* _Stated exercise 1_
Repeat, word for word, everything from "## tuck (Oct" down to "reason for asking." in the forum thread on century ride times.
* _Stated exercise 2_
Pick out every line of the records that contains the string "pole", treating uppercase and lowercase as different.

* _Reading text_

# Good Time to Complete a Century?



## tuck (Oct 4, 2011)

I know it's not a race, but I'm curious. In GENERAL, what's a good time in which to complete a century? What would you goal time be? 

Moderate to hilly terrain, with one or two moderate climbs toward the start and rollers (good ones) that comprise the last 20 or so miles.


Yes. I have a reason for asking. 

Wheels of Fire in Harris County, GA. My first century, and I came in at 5:50:53 ride time, with 17 average.


----------



## mmoose (Apr 2, 2004)

I think Spring is a good time to complete a Century. 

Serious answer, depends on many factors. How many people you ride with, temp, wind, hills are the big thing of course. Fairly hilly century with misc other riders around under 6 hours is very nice. 

More importantly, how did you feel for the last 10? and then how did you feel afterward?

I did a fairly flat (maybe 3500') solo, windy, way over dressed for the end of it, 100 in 5:30. But, in the weeknight group rides, everyone else is so darn strong, I get spit out the back quickly. The relative part of cycling is so...relative.


----------



## tihsepa (Nov 27, 2008)

tuck said:


> I know it's not a race, but I'm curious. In GENERAL, what's a good time in which to complete a century? What would you goal time be?
> 
> Moderate to hilly terrain, with one or two moderate climbs toward the start and rollers (good ones) that comprise the last 20 or so miles.
> 
> ...



What kind of wheels do you have?


----------



## OldZaskar (Jul 1, 2009)

Depends a lot on...
- Weather
- Number of "engines" (the guys who actually pull)
- Range of fitness in the group (engines can only do so much)

Under 6 hours would be a great target for a first century.

Oh, and don't let the description of the event you're doing fool you... it's a race! ;-)

* _Exercise material_
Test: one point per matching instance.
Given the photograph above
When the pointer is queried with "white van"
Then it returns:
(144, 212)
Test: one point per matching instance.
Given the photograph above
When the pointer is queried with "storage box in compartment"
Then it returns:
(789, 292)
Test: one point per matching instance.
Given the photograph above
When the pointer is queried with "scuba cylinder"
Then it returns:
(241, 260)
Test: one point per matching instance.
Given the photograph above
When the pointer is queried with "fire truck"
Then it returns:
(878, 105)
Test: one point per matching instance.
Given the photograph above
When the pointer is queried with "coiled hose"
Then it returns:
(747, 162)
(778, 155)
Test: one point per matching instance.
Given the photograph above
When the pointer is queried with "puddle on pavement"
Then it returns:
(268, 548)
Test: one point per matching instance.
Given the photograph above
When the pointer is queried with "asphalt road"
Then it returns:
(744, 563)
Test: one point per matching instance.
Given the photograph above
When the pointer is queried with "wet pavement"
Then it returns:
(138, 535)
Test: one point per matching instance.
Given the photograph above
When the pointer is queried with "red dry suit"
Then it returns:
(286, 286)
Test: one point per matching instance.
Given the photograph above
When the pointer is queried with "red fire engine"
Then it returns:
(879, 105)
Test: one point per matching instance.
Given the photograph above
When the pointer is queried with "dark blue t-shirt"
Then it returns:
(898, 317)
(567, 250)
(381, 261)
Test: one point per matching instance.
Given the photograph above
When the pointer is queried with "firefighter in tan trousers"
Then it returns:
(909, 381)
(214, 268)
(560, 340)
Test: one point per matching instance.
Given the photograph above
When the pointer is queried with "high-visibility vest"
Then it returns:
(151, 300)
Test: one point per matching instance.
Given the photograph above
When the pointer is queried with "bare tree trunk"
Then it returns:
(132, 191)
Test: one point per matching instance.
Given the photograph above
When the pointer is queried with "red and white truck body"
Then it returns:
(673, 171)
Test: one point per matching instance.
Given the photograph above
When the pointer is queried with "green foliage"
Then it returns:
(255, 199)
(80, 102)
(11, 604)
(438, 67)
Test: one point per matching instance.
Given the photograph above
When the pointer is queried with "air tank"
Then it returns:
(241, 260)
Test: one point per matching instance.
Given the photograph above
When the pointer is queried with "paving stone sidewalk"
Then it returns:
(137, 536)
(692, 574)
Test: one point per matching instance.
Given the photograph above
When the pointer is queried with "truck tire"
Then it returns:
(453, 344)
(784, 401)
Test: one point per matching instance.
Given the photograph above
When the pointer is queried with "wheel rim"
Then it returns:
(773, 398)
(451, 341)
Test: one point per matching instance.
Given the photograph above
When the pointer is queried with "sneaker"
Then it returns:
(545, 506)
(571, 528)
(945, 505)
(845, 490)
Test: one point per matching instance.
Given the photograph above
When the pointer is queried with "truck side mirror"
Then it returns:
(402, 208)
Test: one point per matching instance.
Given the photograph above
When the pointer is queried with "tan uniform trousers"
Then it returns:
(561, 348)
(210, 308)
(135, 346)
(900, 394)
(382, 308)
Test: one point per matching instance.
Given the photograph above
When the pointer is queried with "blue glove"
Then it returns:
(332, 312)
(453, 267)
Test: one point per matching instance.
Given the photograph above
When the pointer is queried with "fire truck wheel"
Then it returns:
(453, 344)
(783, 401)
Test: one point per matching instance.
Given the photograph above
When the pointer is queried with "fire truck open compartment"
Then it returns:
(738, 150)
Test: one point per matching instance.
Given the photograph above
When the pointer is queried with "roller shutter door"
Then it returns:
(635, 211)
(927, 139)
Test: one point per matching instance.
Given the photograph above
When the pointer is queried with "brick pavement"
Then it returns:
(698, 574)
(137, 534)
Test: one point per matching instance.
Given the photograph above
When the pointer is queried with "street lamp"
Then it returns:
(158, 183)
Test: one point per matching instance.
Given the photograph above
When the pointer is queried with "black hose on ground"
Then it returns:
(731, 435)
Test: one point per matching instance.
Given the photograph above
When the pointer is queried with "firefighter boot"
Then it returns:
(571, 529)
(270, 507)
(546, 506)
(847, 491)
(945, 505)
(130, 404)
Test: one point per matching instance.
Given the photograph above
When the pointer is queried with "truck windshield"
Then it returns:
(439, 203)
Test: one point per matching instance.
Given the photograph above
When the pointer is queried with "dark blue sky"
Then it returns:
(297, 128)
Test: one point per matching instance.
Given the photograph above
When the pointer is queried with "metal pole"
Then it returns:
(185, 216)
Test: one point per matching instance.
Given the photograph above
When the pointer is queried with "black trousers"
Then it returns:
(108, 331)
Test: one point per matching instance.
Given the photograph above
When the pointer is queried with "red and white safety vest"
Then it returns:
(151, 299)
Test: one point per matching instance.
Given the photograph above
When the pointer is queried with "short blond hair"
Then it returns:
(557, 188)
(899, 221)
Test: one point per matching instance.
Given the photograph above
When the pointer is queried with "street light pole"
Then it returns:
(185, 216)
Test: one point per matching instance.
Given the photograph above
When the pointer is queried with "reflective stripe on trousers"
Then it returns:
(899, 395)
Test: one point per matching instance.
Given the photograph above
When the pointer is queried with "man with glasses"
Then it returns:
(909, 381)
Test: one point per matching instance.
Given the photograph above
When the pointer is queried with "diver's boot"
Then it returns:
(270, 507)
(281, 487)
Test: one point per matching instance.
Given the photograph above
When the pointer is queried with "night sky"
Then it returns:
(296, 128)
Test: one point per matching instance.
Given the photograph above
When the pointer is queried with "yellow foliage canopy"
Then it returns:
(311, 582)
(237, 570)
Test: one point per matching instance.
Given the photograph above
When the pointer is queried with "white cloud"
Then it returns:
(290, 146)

* _Task output 1_
## tuck (Oct 4, 2011)

I know it's not a race, but I'm curious. In GENERAL, what's a good time in which to complete a century? What would you goal time be? 

Moderate to hilly terrain, with one or two moderate climbs toward the start and rollers (good ones) that comprise the last 20 or so miles.


Yes. I have a reason for asking.

* _Task output 2_
When the pointer is queried with "metal pole"
When the pointer is queried with "street light pole"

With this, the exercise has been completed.